→ **ACTIONS À MENER**
1 – D'après le texte source, quel est le coût moyen supporté par un gouvernement assigné à la cour d'arbitrage par un investisseur ?
2 – Reproduisez le passage du texte source commençant par « EN 1995 les » et se poursuivant jusqu'à « médicaments pour tous. ».

→ **TEXTE SOURCE**
┄┄┄┄┄┄
Le droit d'intenter directement un procès à un gouvernement est une escalade dangereuse du pouvoir des sociétés, surtout si l'on considère que les droits des investisseurs sont appliqués par un mécanisme puissant de règlement des différends (arbitrage entre investisseur et gouvernement) Le coût moyen pour un gouvernement assigné à la cour d'arbitrage par un investisseur dépasse 8 millions de dollars par cas. Bien des pays ne peuvent se permettre cela. Cependant les compagnies pharmaceutiques vont utiliser tous les moyens légaux de retirer des profits provenant du monopole de leurs brevets.
Quel est le mécanisme qui prévaut: ADPICs ou TBIs?
EN 1995 les accords internationaux sur la protection des droits de propriété intellectuelle (ADPICs) ont introduit une loi relative à la propriété intellectuelle dans le système commercial international. En 2001 des pays en développement ont obtenu la déclaration de Doha, qui offre la possibilité d'utiliser la flexibilité des ADPICs (licence obligatoire ; importation parallèle ; provision pour des exceptions aux droits des brevets et protection des données) pour protéger la santé publique et promouvoir l'accès aux médicaments pour tous.
L'inclusion actuelle des règlements de la propriété intellectuelle (DPIs) dans les traités d'investissement peut avoir un impact sur les flexibilités des ADPICs, qui sont vitales pour la santé publique. Selon les stipulations des traités d'investissement, des investisseurs peuvent envisager l'utilisation des flexibilités des ADPICs comme une privatisation indirecte et demander des normes de compensation qui sont en contradiction avec les objectifs et les normes de l’ADPIC (rémunération adéquate). Les stipulations peuvent limiter la capacité du gouvernement d’appliquer l’ADPIC et façonner une politique de santé d’un pays.
Quel avenir à long terme?
Beaucoup de pays cités devant la cour d'arbitrage internationale réalisent que leur traités de commerce et d'investissements représentent une sérieuse menace : soit parce qu'il faut payer des sommes énormes comme compensation ou en les empêchant de légiférer au profit de l'intérêt public.
┄┄┄┄┄┄
→ **DONNÉES ÉTUDIÉES**
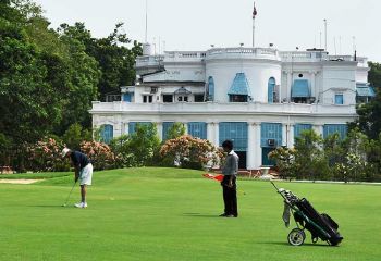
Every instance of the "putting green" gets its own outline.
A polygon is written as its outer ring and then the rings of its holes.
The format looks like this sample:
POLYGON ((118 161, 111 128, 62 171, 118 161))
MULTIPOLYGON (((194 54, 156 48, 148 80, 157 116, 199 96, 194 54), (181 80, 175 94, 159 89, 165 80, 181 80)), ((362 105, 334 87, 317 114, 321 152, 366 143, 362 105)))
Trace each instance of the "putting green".
POLYGON ((95 172, 87 209, 72 176, 0 184, 0 260, 380 260, 381 186, 278 183, 340 224, 339 247, 310 234, 287 244, 282 198, 268 182, 238 181, 238 219, 222 212, 204 172, 140 167, 95 172))

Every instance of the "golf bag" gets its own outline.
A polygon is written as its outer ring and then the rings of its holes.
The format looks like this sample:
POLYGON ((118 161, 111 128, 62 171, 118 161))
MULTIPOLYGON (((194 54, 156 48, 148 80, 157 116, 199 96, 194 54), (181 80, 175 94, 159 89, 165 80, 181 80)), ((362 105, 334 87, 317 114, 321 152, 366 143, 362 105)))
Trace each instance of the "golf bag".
┄┄┄┄┄┄
→ **SOLUTIONS PROPOSÉES**
1 – Il dépasse 8 millions de dollars par cas.

2 –
EN 1995 les accords internationaux sur la protection des droits de propriété intellectuelle (ADPICs) ont introduit une loi relative à la propriété intellectuelle dans le système commercial international. En 2001 des pays en développement ont obtenu la déclaration de Doha, qui offre la possibilité d'utiliser la flexibilité des ADPICs (licence obligatoire ; importation parallèle ; provision pour des exceptions aux droits des brevets et protection des données) pour protéger la santé publique et promouvoir l'accès aux médicaments pour tous.